==== Extrait du document

Les ruses du déterminisme – La Société comme verdict,

Comme une suite à son beau Retour à Reims, où il croisait autobiographie et socioanalyse, Didier Eribon donne aujourd’hui La Société comme verdict, qui met davantage l’accent sur la théorie sociale. Occasion d’entrer en dialogue avec deux auteurs qui pour lui ont beaucoup compté et comptent encore, le sociologue Pierre Bourdieu, dont il fut proche, et Annie Ernaux, la romancière.

Bourdieu, Ernaux et Eribon : soit trois “transfuges” à l’intérieur de la société française, puisque nés dans la classe populaire mais devenus par leurs études des intellectuels coupés irrémédiablement de leur milieu de départ. De la question de ce transfert, le présent ouvrage fait un de ses axes, citant à la barre d’autres témoins du genre, de Paul Nizan à Jean Genet et de Richard Hoggart à Assia Djebbar.

========

_Défi 1:_
Dans les lignes fournies, recopiez celles qui vont de la ligne contenant « Ground concrete driveway. » jusqu'à la dernière ligne, bornes incluses, en remplaçant « concrete driveway » par « asphalt driveway » sans rien modifier d'autre.
L'extrait et les lignes ne proviennent pas de la même source.

==== Lignes à utiliser

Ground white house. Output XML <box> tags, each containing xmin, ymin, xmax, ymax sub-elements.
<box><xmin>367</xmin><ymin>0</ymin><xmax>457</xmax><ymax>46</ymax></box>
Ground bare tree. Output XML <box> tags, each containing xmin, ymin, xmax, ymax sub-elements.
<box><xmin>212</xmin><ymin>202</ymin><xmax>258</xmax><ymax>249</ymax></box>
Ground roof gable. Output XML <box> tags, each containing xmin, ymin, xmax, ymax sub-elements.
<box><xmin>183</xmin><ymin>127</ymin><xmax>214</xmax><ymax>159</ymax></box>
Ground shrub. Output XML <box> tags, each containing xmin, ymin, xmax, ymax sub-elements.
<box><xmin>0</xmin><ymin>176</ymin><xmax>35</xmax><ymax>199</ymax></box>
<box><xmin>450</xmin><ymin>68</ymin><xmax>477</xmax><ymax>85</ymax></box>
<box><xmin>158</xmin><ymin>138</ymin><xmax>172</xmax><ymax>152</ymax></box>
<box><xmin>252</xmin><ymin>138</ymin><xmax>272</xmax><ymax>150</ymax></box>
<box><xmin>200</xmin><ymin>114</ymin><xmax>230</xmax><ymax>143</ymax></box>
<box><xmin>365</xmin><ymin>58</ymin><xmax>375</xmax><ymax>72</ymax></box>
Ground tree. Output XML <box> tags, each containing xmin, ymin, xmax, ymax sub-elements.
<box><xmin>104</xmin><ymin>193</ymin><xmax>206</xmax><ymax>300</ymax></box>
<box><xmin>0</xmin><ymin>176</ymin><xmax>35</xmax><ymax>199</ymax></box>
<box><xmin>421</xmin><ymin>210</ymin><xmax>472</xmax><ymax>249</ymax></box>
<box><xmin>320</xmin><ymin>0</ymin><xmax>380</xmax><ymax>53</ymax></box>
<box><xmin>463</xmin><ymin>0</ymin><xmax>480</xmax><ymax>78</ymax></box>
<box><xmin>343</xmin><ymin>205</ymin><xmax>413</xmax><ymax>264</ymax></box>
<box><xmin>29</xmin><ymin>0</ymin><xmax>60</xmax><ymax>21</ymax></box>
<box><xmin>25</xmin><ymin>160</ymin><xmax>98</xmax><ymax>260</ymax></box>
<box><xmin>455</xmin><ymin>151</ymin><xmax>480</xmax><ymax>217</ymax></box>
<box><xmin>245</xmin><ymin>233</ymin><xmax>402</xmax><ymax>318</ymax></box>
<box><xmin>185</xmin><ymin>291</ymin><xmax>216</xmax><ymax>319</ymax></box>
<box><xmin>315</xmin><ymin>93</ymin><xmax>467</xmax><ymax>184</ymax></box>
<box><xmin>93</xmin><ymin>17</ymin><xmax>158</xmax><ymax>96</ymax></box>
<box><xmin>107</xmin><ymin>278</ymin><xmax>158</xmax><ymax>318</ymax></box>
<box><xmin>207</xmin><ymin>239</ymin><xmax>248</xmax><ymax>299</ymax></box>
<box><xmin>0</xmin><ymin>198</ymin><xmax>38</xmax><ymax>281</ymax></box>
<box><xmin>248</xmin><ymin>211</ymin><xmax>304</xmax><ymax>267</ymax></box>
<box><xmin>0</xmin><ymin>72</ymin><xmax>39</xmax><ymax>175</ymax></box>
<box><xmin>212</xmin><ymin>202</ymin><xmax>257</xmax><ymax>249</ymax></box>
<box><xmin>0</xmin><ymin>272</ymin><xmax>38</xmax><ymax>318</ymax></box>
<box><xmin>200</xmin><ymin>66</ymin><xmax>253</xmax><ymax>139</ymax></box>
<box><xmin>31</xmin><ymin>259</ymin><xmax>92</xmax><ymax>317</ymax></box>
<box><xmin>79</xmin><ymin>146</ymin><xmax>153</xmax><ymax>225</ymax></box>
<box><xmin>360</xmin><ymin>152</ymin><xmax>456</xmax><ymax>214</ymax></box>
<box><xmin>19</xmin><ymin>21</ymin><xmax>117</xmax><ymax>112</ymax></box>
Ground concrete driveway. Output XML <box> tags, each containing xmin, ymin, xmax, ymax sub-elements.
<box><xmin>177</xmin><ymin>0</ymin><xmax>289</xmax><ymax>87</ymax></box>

========

_Défi 2:_
D'après l'extrait :
(a) Quel ouvrage antérieur de Didier Eribon croisait autobiographie et socioanalyse ?
(b) Dans quelle classe Bourdieu, Ernaux et Eribon sont-ils nés ?

_Réponse 1:_
Ground asphalt driveway. Output XML <box> tags, each containing xmin, ymin, xmax, ymax sub-elements.
<box><xmin>177</xmin><ymin>0</ymin><xmax>289</xmax><ymax>87</ymax></box>

_Réponse 2:_
(a) Retour à Reims.
(b) Dans la classe populaire.